# Exercise input
══════════

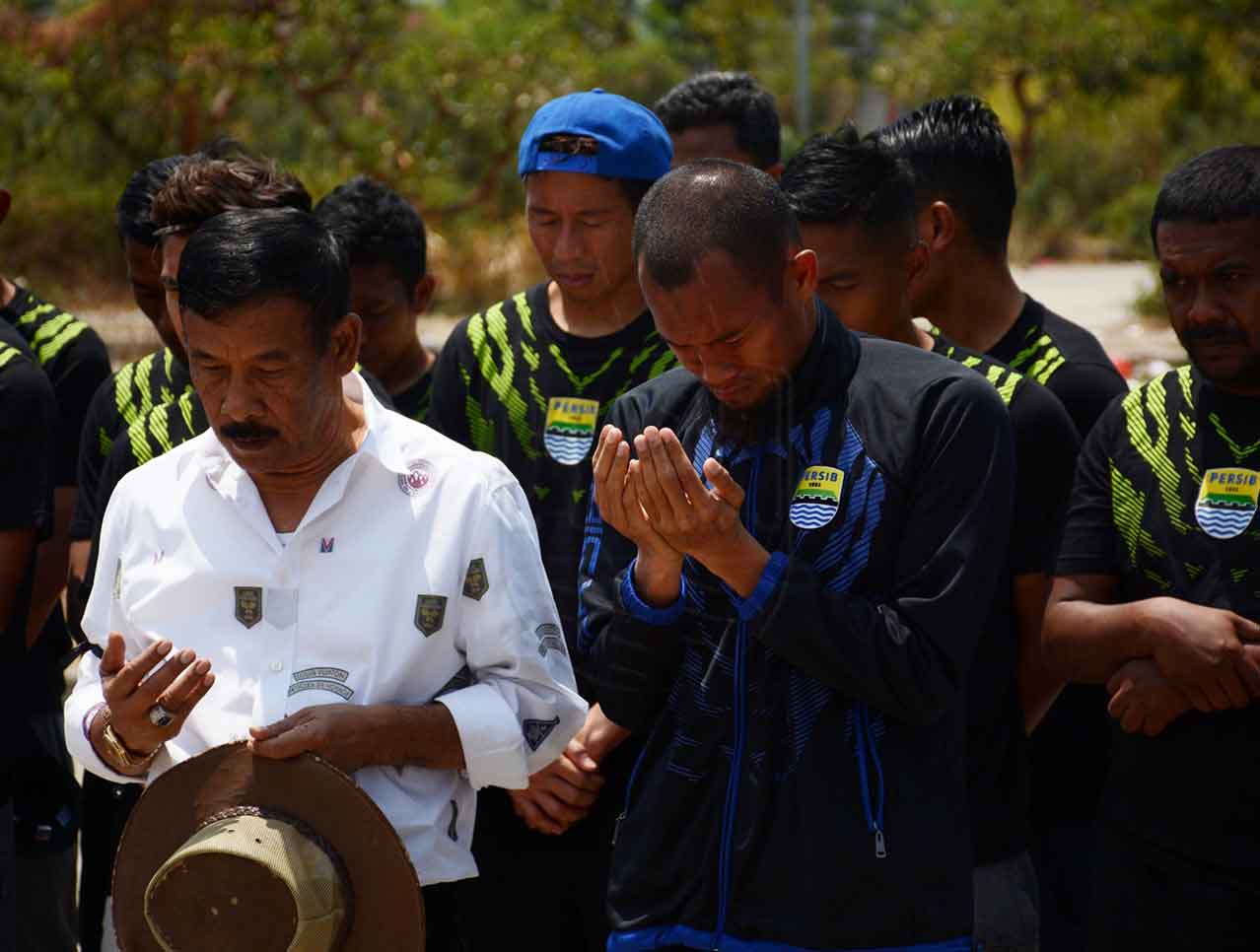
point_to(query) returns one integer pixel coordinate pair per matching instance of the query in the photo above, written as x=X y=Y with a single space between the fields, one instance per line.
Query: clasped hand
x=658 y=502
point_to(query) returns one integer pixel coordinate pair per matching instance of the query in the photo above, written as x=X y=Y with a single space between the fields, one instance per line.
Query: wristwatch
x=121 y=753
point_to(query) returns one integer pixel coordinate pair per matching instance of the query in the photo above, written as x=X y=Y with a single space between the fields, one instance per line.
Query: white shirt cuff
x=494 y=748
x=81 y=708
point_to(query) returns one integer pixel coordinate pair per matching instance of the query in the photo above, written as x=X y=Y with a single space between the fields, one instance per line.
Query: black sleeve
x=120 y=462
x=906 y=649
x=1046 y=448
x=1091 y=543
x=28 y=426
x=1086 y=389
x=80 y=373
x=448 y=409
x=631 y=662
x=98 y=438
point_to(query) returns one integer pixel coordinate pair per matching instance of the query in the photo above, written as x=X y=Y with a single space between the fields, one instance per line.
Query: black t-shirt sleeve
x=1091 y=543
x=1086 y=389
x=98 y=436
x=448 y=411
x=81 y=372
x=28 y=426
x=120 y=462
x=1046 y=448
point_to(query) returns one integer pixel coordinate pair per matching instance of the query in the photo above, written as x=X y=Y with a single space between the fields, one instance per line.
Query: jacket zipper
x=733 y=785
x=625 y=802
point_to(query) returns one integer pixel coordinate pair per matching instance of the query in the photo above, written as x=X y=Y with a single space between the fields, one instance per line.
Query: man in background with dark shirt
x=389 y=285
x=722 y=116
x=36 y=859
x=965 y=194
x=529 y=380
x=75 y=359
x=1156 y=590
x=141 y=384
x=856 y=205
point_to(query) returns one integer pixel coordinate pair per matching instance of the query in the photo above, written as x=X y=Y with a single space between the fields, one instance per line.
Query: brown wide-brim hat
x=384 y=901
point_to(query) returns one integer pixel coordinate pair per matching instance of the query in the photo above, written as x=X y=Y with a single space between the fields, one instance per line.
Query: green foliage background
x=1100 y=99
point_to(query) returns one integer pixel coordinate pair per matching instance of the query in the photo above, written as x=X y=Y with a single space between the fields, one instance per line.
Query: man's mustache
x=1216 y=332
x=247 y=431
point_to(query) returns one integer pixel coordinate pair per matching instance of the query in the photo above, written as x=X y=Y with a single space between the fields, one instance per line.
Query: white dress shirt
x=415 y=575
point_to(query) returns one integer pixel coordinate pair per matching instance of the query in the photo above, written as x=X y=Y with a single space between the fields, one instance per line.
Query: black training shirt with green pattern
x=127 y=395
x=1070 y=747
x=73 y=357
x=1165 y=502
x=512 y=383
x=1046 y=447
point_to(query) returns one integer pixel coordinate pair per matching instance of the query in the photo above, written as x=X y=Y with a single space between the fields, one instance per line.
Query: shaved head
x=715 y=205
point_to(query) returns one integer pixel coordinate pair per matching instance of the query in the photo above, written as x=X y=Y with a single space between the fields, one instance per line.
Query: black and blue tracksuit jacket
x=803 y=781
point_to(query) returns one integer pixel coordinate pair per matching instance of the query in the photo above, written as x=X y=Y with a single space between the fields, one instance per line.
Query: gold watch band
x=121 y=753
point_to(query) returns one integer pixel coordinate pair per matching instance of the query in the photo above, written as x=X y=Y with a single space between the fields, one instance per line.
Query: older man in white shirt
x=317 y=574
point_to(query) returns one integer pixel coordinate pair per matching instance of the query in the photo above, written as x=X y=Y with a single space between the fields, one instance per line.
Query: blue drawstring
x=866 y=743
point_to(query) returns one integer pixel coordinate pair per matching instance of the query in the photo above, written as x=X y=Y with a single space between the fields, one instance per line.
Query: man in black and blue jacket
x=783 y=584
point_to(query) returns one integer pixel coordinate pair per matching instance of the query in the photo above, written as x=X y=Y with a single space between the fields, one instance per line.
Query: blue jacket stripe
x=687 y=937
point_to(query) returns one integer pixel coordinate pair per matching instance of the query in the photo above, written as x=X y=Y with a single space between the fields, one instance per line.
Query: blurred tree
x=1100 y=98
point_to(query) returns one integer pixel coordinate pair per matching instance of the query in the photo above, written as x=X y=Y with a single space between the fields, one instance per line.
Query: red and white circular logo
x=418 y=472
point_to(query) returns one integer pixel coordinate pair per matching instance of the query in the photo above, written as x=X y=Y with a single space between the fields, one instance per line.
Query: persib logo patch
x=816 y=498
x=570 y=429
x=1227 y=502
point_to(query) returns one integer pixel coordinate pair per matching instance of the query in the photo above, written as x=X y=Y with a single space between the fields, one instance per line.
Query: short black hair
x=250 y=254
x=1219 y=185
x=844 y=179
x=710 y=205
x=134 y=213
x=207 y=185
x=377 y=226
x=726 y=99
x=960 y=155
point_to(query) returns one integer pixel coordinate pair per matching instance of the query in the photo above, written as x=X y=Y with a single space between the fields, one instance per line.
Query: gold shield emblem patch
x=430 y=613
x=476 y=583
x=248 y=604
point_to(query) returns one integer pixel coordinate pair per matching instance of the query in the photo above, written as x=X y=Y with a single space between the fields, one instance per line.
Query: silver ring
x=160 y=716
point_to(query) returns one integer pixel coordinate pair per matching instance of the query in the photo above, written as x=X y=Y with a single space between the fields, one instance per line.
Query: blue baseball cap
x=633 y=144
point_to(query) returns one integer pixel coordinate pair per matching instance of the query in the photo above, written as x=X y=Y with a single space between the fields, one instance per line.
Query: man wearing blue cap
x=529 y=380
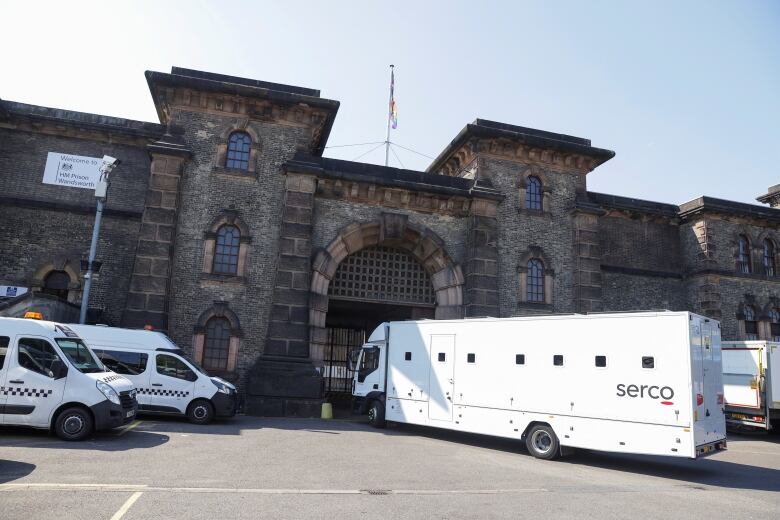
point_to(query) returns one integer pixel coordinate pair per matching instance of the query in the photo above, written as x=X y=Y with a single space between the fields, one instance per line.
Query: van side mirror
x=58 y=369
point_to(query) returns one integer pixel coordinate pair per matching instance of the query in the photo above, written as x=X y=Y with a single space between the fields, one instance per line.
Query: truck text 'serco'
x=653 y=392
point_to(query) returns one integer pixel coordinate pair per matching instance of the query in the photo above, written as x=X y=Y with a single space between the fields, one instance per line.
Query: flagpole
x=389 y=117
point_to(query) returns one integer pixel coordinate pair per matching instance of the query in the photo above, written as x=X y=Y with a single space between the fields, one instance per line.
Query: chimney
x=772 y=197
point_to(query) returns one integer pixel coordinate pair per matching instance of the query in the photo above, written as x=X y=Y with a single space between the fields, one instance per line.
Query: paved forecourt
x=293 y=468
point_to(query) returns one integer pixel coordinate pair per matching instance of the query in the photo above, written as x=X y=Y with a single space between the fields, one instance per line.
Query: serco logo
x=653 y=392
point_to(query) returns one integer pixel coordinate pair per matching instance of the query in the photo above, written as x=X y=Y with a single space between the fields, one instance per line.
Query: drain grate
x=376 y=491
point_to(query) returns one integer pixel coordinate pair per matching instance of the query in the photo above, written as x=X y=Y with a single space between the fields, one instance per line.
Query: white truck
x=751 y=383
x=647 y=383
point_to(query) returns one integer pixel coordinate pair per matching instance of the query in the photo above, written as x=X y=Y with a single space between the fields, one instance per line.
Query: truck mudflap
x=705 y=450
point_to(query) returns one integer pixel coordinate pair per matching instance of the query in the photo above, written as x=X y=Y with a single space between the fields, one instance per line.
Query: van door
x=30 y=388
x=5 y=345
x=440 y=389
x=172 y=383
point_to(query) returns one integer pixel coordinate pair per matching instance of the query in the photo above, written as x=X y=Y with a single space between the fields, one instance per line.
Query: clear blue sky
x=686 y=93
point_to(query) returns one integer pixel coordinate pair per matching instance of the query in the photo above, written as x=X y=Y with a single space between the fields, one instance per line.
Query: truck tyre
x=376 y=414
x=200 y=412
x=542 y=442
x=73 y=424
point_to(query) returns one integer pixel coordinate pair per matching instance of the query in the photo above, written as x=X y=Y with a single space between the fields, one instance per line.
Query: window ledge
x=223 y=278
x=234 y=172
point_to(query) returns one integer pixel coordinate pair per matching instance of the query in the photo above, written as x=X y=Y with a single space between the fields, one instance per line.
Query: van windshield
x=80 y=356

══════════

# Work to be completed
Copy every line of the material again, starting at its beginning and ending with the line that contains "x=625 y=802", leaving the pictures out and keeping all other lines unchanged. Multiply each coordinate in the answers by 0.55 and round it to a whole number, rounding halves up.

# Solved exercise
point_to(query) returns one integer pixel coordinate pair per matching instance of the query in the photo above, written as x=X y=Y with a single space between the fields, one instance per line.
Query: clasped hand
x=362 y=276
point_to(query) returns one integer pixel coordinate pair per matching instance of the query in the photo above, written as x=X y=Y with a single space between the fields, one instance per line.
Query: wristwatch
x=67 y=414
point_to(query) returns one integer pixel coordinate pair per matching instance of the query in the photo above, written as x=X y=Y with a single space between the fields, one instance per line.
Query: white shirt cuff
x=272 y=411
x=45 y=389
point_to(query) returns one integer pixel coordinate pair per matching instance of the query in the photo above, written as x=X y=Y with a single space between the fields, one instance per line.
Query: black sleeve
x=66 y=254
x=498 y=357
x=575 y=246
x=600 y=299
x=15 y=234
x=597 y=214
x=44 y=205
x=246 y=225
x=347 y=364
x=54 y=241
point_to(query) returns one integer pixel coordinate pair per matching instance of the query in the photo above, written as x=X y=Y with a single space between the fields, one instance per line.
Query: black t-shirt sleeve
x=600 y=299
x=597 y=214
x=54 y=240
x=246 y=226
x=45 y=205
x=15 y=234
x=66 y=254
x=575 y=246
point_to(query) returns one integer pixel coordinate pair per matching instance of the query in the photo above, written as x=X y=Y with a single space between the fields, one instance per line.
Query: jacket zipper
x=403 y=432
x=344 y=441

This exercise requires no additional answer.